* _Records drawn from a dataset_
★ ★ ★ ★ ★ ★ ★

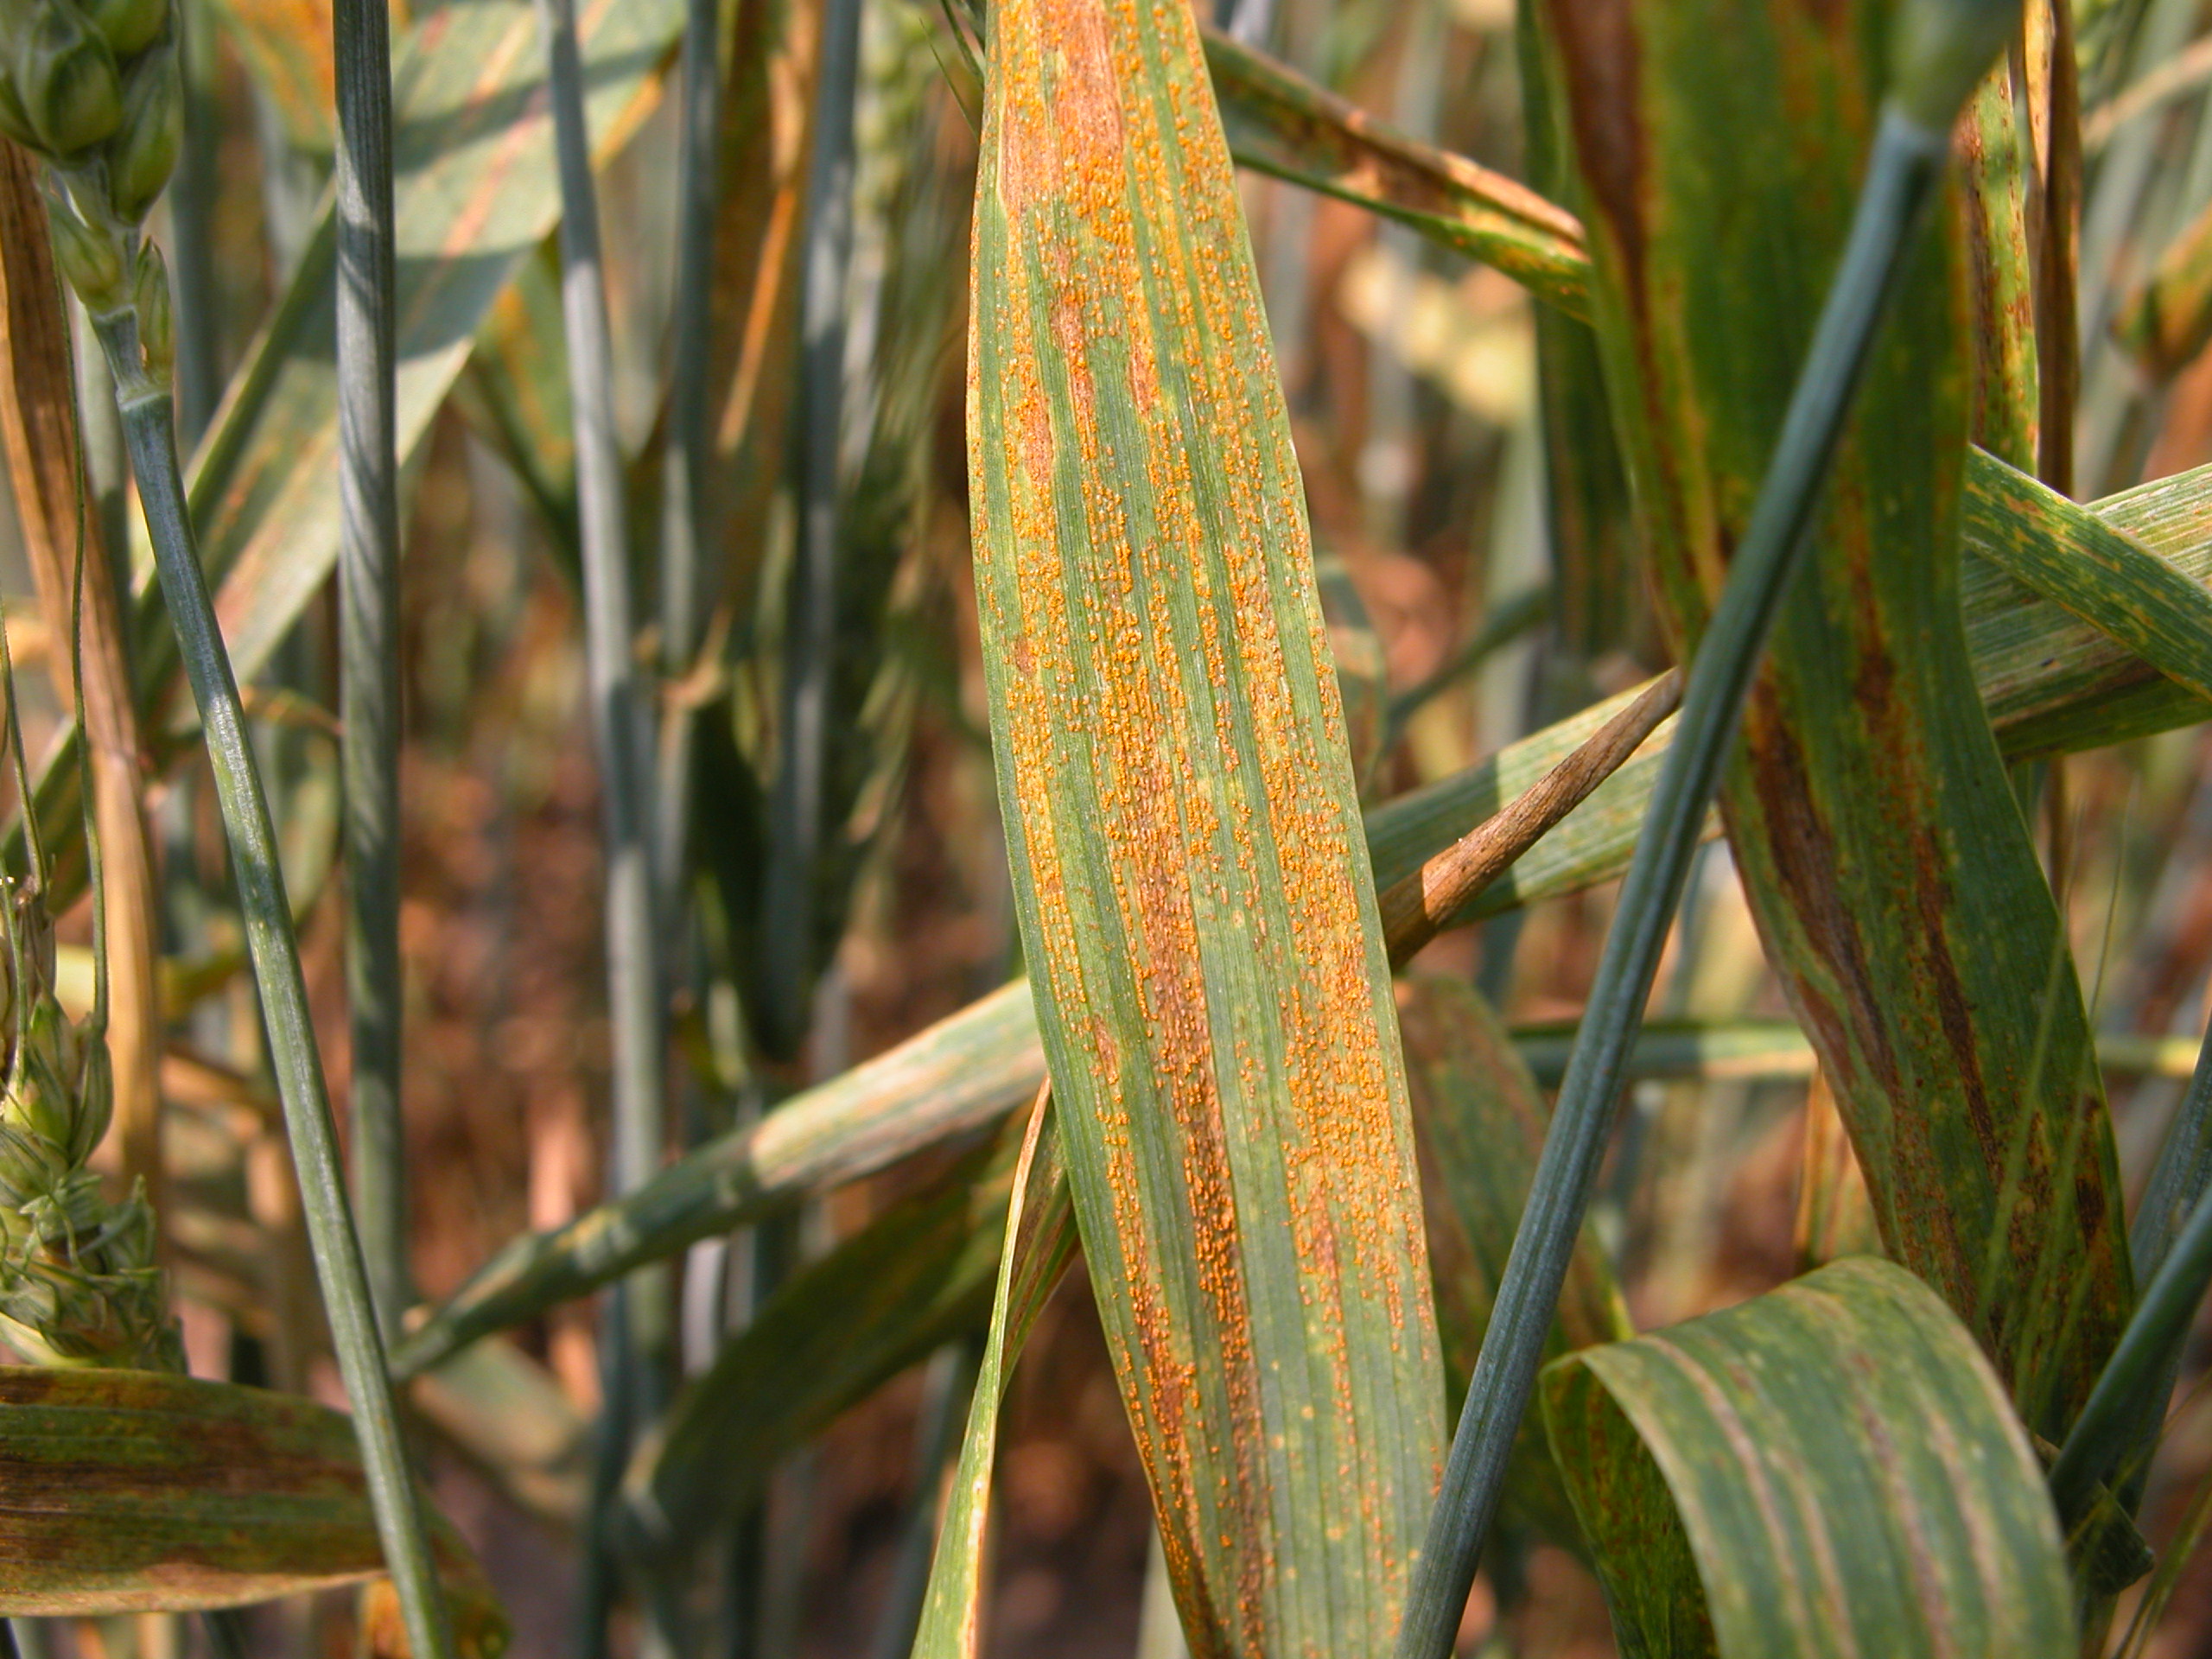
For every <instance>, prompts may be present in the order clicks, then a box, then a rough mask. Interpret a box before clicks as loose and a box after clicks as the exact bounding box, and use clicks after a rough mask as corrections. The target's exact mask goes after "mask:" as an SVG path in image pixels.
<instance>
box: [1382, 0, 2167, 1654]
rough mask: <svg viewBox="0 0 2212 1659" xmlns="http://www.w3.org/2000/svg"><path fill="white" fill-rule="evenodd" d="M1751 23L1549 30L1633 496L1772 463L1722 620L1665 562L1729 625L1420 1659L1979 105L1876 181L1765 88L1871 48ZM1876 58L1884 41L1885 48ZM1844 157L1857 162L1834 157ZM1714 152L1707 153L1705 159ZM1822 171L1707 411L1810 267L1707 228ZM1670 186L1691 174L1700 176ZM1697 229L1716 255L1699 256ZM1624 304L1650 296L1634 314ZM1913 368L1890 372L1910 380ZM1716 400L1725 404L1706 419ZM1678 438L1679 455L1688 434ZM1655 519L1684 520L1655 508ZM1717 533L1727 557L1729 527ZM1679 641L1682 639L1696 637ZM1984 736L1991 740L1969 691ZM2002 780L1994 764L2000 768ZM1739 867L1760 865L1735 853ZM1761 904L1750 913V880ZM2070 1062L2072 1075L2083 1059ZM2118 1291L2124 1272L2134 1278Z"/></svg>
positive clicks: (1653, 833)
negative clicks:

★ ★ ★ ★ ★ ★ ★

* _Instructions for the task_
Copy out each record word for word and omit any pictures.

* _Written reply_
For every <instance>, prompts may be present in the order clicks, then a box, then a rough mask. Interpret a box before clicks as loose and a box after clicks as the exact bounding box, and use clicks after a rough mask as corrections. The target's exact mask goes after "mask:" as an SVG path in image pixels.
<instance>
box: [1382, 0, 2167, 1654]
rough mask: <svg viewBox="0 0 2212 1659" xmlns="http://www.w3.org/2000/svg"><path fill="white" fill-rule="evenodd" d="M1751 23L1549 30L1633 496L1772 463L1722 620L1665 562L1729 625L1420 1659L1979 105L1876 181L1765 88L1871 48ZM1876 58L1884 41L1885 48ZM1844 157L1857 162L1834 157ZM1714 152L1707 153L1705 159ZM1822 171L1707 411L1810 267L1707 228ZM1670 186L1691 174L1700 176ZM1697 229L1716 255L1699 256ZM1624 304L1650 296L1634 314ZM1913 368L1890 372L1910 380ZM1716 400L1725 404L1706 419ZM1678 438L1679 455L1688 434ZM1655 519L1684 520L1655 508ZM1717 533L1727 557L1729 527ZM1679 641L1682 639L1696 637ZM1984 736L1991 740L1969 691ZM2002 780L1994 764L2000 768ZM1739 867L1760 865L1735 853ZM1761 904L1750 913V880ZM2070 1062L2072 1075L2083 1059ZM2118 1291L2124 1272L2134 1278Z"/></svg>
positive clicks: (1653, 833)
negative clicks:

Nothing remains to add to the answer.